Реальные же «достижения» люфтваффе были гораздо более скромными. По крайней мере, так об этом писали в своих отчетах те командиры, которым не было нужды искать оправдания и «объективные причины».
«Потери от авиационных бомбардировок и пулеметного обстрела с воздуха, несмотря на низкие высоты и абсолютное господство авиации противника, оказались очень незначительными» [83]. Это строка из доклада помощника начальника оперативного отдела штаба 2-го стрелкового корпуса капитана Гарана. Это тот самый корпус (100-я и 161-я стрелковые дивизии), который хоть на несколько дней, но остановил немецкие танки на северных подступах к Минску.
Разумеется, можно найти и другие примеры. Разумеется, каждый волен верить или не верить в те мифы, которые он выбирает. Говорят, вера приносит облегчение. По крайней мере, вера в то, что катастрофический разгром Красной Армии можно списать на действия хилых сил немецкой авиации, очень упрощала и сейчас еще упрощает задачу всем фальсификаторам истории Великой войны.
Эта глава уже была закончена, когда автору попался на глаза такой вот отрывок из статьи об истории создания и боевого применения Ju-87:
«...на четвертый день войны против СССР пикировщики из состава StG2 бомбили сосредоточение 60 советских танков в 80 км к югу от Гродно...»
Советские танки к югу от Гродно — это как раз и есть наш 6-й мехкорпус, и дата точно соответствует времени неудавшегося контрудара КМГ Болдина. Продолжим чтение:
«...позже выяснилось, что удалось вывести из строя только один танк...»
Глупость или измена?
Военная неудача — а страшная военная катастрофа тем более — неизбежно влечет за собой поиски шпионов и подозрения в измене. Эта версия не столь уж безумна, как может показаться на первый взгляд. По крайней мере, начальник Генерального штаба РККА генерал армии Г. К. Жуков был в те дни настроен очень серьезно. 19 августа 1941 г. (день в день за полвека до путча ГКЧП) он отправил Сталину такой доклад: «...Я считаю, что противник очень хорошо знает всю систему нашей обороны, всю оперативно-стратегическую группировку наших сил и знает ближайшие наши возможности. Видимо, у нас среди очень крупных работников, близко соприкасающихся с общей обстановкой, противник имеет своих людей...» [5, с. 361] Правды ради надо отметить и то, что во всех своих послевоенных «воспоминаниях и размышлениях» Георгий Константинович об этой своей докладной записке ни разу не вспоминает.
========
— Поставленная задача 1 —
Ответьте по фрагменту документа на следующие вопросы.
(a) Из чьего доклада взята строка о том, что потери от авиационных бомбардировок оказались очень незначительными?
(b) Сколько советских танков, согласно статье о Ju-87, бомбили пикировщики из состава StG2 к югу от Гродно?
(c) Какого числа генерал армии Г. К. Жуков отправил Сталину доклад о том, что противник хорошо знает систему нашей обороны?

Перечень данных
========
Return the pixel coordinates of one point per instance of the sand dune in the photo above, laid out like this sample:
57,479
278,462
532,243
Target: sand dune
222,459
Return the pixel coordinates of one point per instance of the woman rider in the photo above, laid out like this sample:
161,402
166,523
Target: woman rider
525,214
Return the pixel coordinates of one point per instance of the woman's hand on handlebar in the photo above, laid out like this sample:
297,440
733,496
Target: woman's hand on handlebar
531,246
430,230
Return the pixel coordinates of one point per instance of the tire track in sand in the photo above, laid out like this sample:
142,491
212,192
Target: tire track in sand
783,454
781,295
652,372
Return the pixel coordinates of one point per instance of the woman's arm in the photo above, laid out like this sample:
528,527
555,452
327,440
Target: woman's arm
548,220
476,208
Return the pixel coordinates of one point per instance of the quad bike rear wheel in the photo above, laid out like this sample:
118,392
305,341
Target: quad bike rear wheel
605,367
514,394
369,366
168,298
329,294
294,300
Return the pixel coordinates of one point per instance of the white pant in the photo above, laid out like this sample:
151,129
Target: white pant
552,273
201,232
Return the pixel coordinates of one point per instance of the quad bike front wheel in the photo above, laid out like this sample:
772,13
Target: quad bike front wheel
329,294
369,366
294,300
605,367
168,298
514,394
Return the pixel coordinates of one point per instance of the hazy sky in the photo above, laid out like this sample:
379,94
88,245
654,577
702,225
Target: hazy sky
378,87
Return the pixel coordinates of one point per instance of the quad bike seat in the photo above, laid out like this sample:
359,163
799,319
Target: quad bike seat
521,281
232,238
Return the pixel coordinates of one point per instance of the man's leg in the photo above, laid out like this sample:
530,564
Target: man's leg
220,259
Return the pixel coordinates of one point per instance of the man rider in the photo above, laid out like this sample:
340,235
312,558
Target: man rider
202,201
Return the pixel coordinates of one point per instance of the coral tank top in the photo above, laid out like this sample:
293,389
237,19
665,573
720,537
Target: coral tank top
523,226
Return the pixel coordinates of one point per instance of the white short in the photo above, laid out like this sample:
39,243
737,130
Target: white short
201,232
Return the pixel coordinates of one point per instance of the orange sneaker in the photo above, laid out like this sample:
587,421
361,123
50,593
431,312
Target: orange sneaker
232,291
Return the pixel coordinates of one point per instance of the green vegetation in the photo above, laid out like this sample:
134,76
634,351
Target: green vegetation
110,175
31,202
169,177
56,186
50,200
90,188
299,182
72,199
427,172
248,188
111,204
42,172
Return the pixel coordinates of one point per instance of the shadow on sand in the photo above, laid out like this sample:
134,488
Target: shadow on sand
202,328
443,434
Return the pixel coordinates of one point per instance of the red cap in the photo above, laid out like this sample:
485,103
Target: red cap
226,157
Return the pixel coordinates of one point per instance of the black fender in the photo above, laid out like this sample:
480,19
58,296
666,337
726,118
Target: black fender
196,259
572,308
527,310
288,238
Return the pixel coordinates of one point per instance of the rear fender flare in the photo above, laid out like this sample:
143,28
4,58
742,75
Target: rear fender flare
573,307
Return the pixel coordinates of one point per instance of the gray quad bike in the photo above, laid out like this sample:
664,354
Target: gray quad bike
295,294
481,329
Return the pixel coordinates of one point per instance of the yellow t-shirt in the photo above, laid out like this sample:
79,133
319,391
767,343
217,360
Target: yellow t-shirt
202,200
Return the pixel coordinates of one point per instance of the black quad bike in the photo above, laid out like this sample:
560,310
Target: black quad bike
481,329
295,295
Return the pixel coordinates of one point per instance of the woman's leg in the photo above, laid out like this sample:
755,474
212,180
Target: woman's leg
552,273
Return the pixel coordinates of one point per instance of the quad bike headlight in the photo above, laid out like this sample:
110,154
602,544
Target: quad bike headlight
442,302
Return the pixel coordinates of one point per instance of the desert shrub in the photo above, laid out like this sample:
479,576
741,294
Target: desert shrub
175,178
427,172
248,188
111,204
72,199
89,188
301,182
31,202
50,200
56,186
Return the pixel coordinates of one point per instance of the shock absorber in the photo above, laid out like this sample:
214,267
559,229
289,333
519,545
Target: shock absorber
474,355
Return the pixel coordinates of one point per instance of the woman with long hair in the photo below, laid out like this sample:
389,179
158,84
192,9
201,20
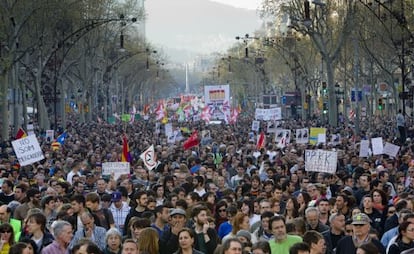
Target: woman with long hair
303,199
6,238
186,242
291,210
36,231
113,239
404,239
240,221
221,214
148,241
380,201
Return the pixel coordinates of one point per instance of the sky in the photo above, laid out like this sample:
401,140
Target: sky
185,28
247,4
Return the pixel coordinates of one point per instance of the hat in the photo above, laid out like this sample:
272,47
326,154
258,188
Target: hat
360,219
176,211
244,233
116,196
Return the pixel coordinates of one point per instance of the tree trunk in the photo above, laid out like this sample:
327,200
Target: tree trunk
4,105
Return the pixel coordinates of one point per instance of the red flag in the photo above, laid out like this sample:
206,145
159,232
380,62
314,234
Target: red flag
126,156
191,141
261,141
21,133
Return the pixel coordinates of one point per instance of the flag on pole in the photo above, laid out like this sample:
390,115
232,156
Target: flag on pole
126,156
191,141
61,138
149,158
261,141
21,133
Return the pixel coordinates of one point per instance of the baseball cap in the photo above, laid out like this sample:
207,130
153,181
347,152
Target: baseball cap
360,219
176,211
116,196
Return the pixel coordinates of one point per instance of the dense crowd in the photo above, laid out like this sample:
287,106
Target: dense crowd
224,195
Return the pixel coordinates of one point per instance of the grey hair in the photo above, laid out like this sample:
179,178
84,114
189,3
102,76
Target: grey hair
111,232
58,226
311,209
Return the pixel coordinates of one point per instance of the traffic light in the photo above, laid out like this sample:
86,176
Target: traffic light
324,88
380,104
325,107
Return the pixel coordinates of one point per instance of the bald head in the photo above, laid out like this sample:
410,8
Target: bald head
4,213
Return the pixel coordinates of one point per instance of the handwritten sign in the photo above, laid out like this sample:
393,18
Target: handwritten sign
364,148
321,161
118,168
391,149
377,146
27,150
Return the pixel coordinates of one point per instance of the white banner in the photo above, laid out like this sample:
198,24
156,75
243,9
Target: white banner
117,168
321,161
364,148
27,150
377,146
148,156
270,114
391,149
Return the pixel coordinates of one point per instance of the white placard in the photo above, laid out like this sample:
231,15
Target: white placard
321,138
27,150
302,136
391,149
50,135
255,126
118,168
364,148
321,161
377,146
30,129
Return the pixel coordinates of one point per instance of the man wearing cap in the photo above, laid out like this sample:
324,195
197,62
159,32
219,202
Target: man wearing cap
119,210
169,241
361,227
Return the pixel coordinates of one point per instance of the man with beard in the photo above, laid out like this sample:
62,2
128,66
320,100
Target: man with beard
361,227
206,238
32,201
141,198
282,241
336,232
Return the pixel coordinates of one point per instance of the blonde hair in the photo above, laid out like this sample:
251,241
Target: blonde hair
148,241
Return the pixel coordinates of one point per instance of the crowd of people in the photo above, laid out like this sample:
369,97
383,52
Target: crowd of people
224,195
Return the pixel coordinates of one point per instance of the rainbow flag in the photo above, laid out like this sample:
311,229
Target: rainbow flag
126,156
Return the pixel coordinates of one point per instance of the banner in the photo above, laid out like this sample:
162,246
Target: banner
270,114
27,150
321,161
116,168
313,136
149,158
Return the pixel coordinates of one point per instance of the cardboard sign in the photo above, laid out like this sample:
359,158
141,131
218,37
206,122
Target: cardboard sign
321,161
28,150
118,168
391,149
364,148
377,146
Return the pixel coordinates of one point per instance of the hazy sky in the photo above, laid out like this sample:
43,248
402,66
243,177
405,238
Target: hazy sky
179,27
247,4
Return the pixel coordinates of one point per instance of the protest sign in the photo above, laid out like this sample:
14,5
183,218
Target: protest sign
321,161
391,149
117,168
27,150
377,146
364,148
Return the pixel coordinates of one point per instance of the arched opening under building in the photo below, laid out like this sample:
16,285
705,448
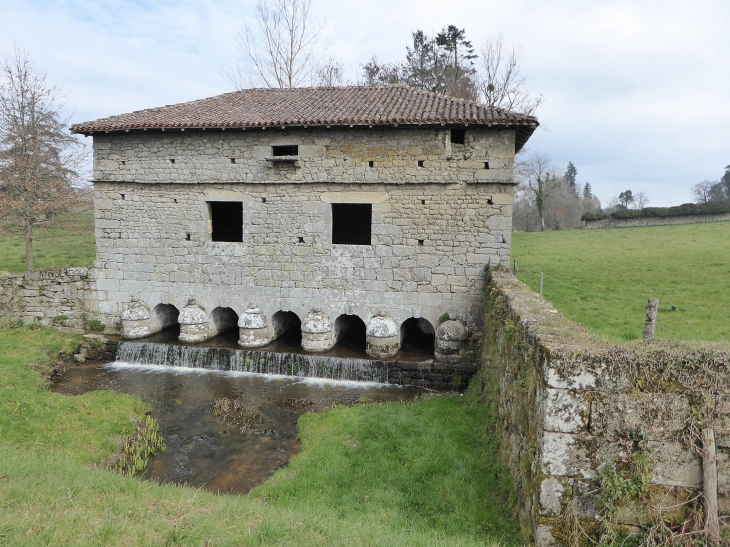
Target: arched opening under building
165,316
287,331
417,336
224,319
164,320
350,335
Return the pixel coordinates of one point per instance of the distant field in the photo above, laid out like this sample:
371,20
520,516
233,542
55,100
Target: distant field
69,243
603,278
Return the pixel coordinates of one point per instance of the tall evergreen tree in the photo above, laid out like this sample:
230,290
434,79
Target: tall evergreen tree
587,191
570,175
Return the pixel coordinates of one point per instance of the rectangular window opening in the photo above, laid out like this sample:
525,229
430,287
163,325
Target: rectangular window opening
352,223
226,218
292,150
457,136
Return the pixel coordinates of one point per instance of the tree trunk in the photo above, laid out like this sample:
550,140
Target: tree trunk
28,249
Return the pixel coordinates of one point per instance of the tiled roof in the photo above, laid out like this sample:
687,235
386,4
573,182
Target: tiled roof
397,104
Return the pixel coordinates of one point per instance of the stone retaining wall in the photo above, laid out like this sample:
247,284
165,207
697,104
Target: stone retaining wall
653,221
577,414
64,298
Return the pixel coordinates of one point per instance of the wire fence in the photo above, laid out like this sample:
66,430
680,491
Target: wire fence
632,304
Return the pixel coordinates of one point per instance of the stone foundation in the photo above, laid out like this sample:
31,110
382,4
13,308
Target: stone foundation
575,411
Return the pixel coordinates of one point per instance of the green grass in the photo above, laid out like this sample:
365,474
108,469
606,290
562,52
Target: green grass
69,243
423,473
603,278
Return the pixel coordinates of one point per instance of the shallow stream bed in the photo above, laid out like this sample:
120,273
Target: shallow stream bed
203,450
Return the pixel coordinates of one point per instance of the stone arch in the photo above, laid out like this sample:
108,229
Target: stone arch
351,330
417,334
163,317
223,319
285,321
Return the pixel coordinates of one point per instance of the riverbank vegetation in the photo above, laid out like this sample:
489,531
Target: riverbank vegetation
69,242
421,473
603,278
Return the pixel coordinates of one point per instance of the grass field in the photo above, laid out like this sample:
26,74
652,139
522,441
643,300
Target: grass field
603,278
69,243
423,473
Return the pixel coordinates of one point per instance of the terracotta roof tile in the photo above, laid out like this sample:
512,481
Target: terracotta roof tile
316,106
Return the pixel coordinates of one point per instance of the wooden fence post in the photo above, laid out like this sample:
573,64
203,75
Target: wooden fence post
650,323
709,485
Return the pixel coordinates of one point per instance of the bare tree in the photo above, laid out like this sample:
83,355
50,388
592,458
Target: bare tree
329,74
533,172
501,81
282,50
704,191
641,200
39,159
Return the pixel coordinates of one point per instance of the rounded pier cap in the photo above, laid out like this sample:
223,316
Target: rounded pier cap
381,327
192,314
316,322
252,318
452,330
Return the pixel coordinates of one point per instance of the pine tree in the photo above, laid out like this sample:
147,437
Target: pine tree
570,175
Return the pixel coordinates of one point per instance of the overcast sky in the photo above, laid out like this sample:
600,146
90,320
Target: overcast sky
637,93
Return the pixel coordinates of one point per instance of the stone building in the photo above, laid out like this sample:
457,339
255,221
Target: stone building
322,209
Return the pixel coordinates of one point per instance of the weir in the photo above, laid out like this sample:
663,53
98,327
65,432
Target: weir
425,373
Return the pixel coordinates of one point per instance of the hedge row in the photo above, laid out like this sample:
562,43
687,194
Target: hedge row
709,208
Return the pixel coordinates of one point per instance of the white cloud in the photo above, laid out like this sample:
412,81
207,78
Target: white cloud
635,92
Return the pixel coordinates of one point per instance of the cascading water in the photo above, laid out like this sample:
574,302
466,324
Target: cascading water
261,362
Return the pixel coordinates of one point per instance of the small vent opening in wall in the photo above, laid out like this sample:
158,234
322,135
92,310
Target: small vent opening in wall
352,223
290,150
226,220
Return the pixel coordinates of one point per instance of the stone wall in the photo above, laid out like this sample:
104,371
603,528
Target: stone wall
438,217
63,298
339,155
653,221
583,423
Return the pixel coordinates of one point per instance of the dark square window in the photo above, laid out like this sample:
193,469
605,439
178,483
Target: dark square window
457,136
227,220
351,223
285,150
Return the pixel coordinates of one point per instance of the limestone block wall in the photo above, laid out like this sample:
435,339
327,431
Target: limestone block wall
360,154
430,243
441,211
653,221
582,420
63,298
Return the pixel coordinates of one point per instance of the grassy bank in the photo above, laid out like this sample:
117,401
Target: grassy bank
424,473
603,278
69,243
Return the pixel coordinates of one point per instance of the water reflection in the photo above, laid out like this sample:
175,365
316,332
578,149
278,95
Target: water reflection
204,451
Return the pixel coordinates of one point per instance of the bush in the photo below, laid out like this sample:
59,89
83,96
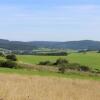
========
— Поставленная задача 2 —
Измените строки перечня данных, начиная со строки, содержащей «of the bush», и до конца перечня включительно: замените «photo» на «image», а всё прочее оставьте без изменений. Приведите только эти строки, без изображений.

— Решение задания 1 —
(a) Из доклада помощника начальника оперативного отдела штаба 2-го стрелкового корпуса капитана Гарана.
(b) 60 танков.
(c) 19 августа 1941 г.

— Решение задания 2 —
Return the pixel coordinates of one point per instance of the bush in the image below, laid out like this sample:
59,89
83,96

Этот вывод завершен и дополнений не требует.